- _Énoncé 1_:
Recopiez à l'identique les lignes des enregistrements ci-dessous, en commençant par celle qui contient « Tag the tree » et en terminant par celle qui contient « [(357, 126), (328, 44), (305, 98), (380, 203)] », s'il vous plaît. Laissez les images hors de votre réponse.

- _Extrait_:
....

Celui-ci n’est autre que Radamès, condamné par les siens à être emmuré vivant pour avoir révélé à sa belle des secrets militaires : doté d’un timbre agréable, le ténor britannique, Adam Smith, prête au héros de guerre égyptien une posture plus intimiste que martiale, proche de celle d’un Franco Corelli, dont il affirme suivre les traces. Il lui faudra encore affermir ses aigus et soigner davantage son style verdien. Reste que tous deux forment à la scène un couple particulièrement séduisant, ce qui permettra à la mise en scène de les mettre au lit en petite tenue dès l’ouverture. Mais nous y reviendrons.

Prosodie terrifiante

Entre les amoureux de l’impossible, Amneris, la fille du pharaon, follement éprise de Radamès et rivale d’Aïda, qu’impose avec autorité la mezzo russe Alisa Kolosova. Une voix puissante et voluptueuse, impériale sur toute la tessiture, n’était le furtif escamotage des aigus dans la scène du jugement. Mais la jeune femme convainc et impressionne par sa présence scénique et son engagement vocal. Ce sera également le cas du baryton géorgien Nikoloz Lagvilava, machine de guerre à la puissance destructrice, dont la prosodie terrifiante pourrait friser la caricature : en quoi l’ivresse de la vengeance empêche-t-elle le roi d’Ethiopie vaincu de prodiguer quelque tendresse à sa fille lorsqu’il la retrouve, avant de l’exhorter il est vrai à user de ses charmes afin de soutirer à son ennemi des renseignements stratégiques ?

Hormis un roi d’Egypte à court de souffle et de son (Emanuele Cordaro en méforme ?), on saluera le solide et franc messager de Nestor Galvan, la grande prêtresse à la jolie voix pure d’Iryna Kyshliaruk, Adolfo Corrado campant un grand prêtre Ramfis de belle tenue. Comme à l’accoutumée, le chœur Accentus se montre à la hauteur d’un enjeu qui place la barre haut. A la tête des forces de l’Orchestre de l’Opéra de Rouen et de l’Orchestre régional de Normandie, Pierre Bleuse dirige avec une attention particulière aux différents plans sonores, entraînant le flux musical dans une vision privilégiant l’architecture à la dramaturgie expressive. Si les cordes manquent parfois de sensualité, les vents sont de toute beauté, notamment dans la fameuse fanfare des trompettes de la victoire, spatialisée en haut de la scène.

....

- _Données fournies_:

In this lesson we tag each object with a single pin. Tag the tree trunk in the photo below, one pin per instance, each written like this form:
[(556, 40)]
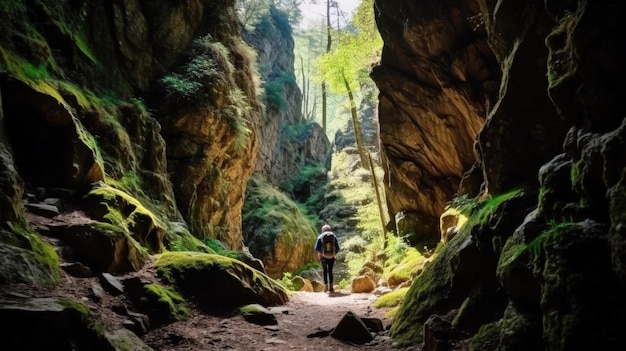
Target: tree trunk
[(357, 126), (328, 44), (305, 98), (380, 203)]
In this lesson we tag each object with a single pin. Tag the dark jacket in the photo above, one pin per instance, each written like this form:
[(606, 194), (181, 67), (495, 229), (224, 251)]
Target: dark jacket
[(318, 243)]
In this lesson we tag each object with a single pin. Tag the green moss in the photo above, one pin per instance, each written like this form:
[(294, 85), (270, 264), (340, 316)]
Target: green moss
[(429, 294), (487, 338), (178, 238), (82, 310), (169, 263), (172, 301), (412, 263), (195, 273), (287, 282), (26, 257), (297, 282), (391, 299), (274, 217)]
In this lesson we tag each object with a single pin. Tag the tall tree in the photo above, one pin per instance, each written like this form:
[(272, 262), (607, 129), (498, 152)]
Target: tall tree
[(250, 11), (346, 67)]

....

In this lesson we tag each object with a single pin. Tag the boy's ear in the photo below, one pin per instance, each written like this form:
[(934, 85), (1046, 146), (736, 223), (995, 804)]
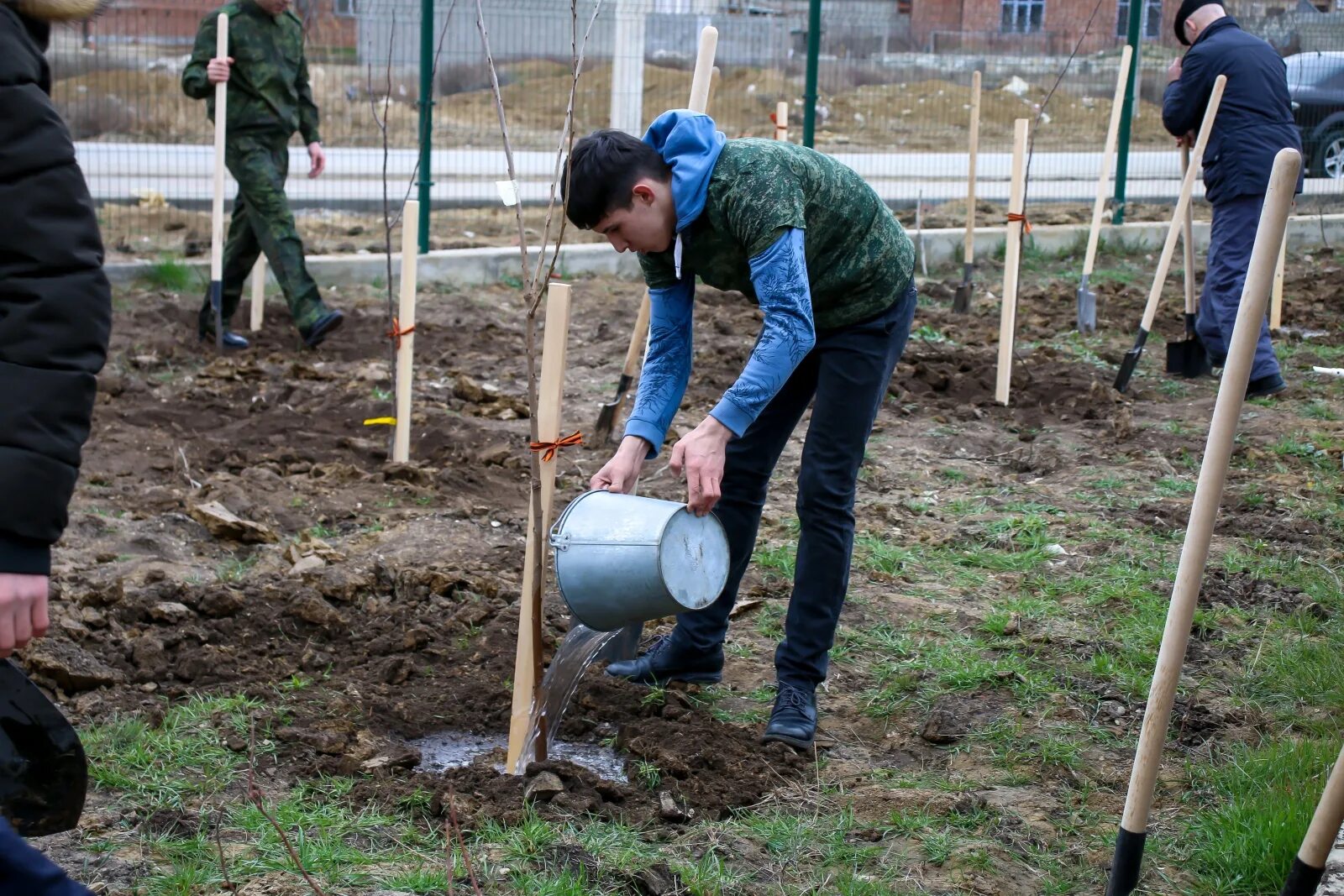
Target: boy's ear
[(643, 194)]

....

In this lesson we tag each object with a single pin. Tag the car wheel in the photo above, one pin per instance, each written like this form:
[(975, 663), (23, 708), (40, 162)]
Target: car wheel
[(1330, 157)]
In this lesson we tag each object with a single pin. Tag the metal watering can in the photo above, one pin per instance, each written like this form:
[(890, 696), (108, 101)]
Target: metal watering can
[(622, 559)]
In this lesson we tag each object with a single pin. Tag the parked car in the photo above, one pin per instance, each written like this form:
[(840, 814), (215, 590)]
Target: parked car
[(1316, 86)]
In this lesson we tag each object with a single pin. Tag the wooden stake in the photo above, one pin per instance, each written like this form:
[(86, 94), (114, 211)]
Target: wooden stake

....

- _Énoncé 2_:
Condensez sous forme de liste le paragraphe de l'extrait qui commence par « Hormis un roi d’Egypte », en conservant ses faits principaux.

- _Corrigé complet 1_:
In this lesson we tag each object with a single pin. Tag the tree trunk in the photo below, one pin per instance, each written like this form:
[(556, 40)]
Target: tree trunk
[(357, 126), (328, 44), (305, 98), (380, 203)]

- _Corrigé complet 2_:
- Le roi d'Égypte manque de souffle et de son.
- Nestor Galvan est un messager solide et franc.
- Iryna Kyshliaruk prête une jolie voix pure à la grande prêtresse.
- Adolfo Corrado campe un grand prêtre Ramfis de belle tenue.
- Le chœur Accentus se montre à la hauteur de l'enjeu.
- Pierre Bleuse dirige l'Orchestre de l'Opéra de Rouen et l'Orchestre régional de Normandie avec une attention particulière aux plans sonores. Sa vision privilégie l'architecture à la dramaturgie expressive.
- Les cordes manquent parfois de sensualité. Les vents sont de toute beauté, notamment dans la fanfare des trompettes de la victoire, spatialisée en haut de la scène.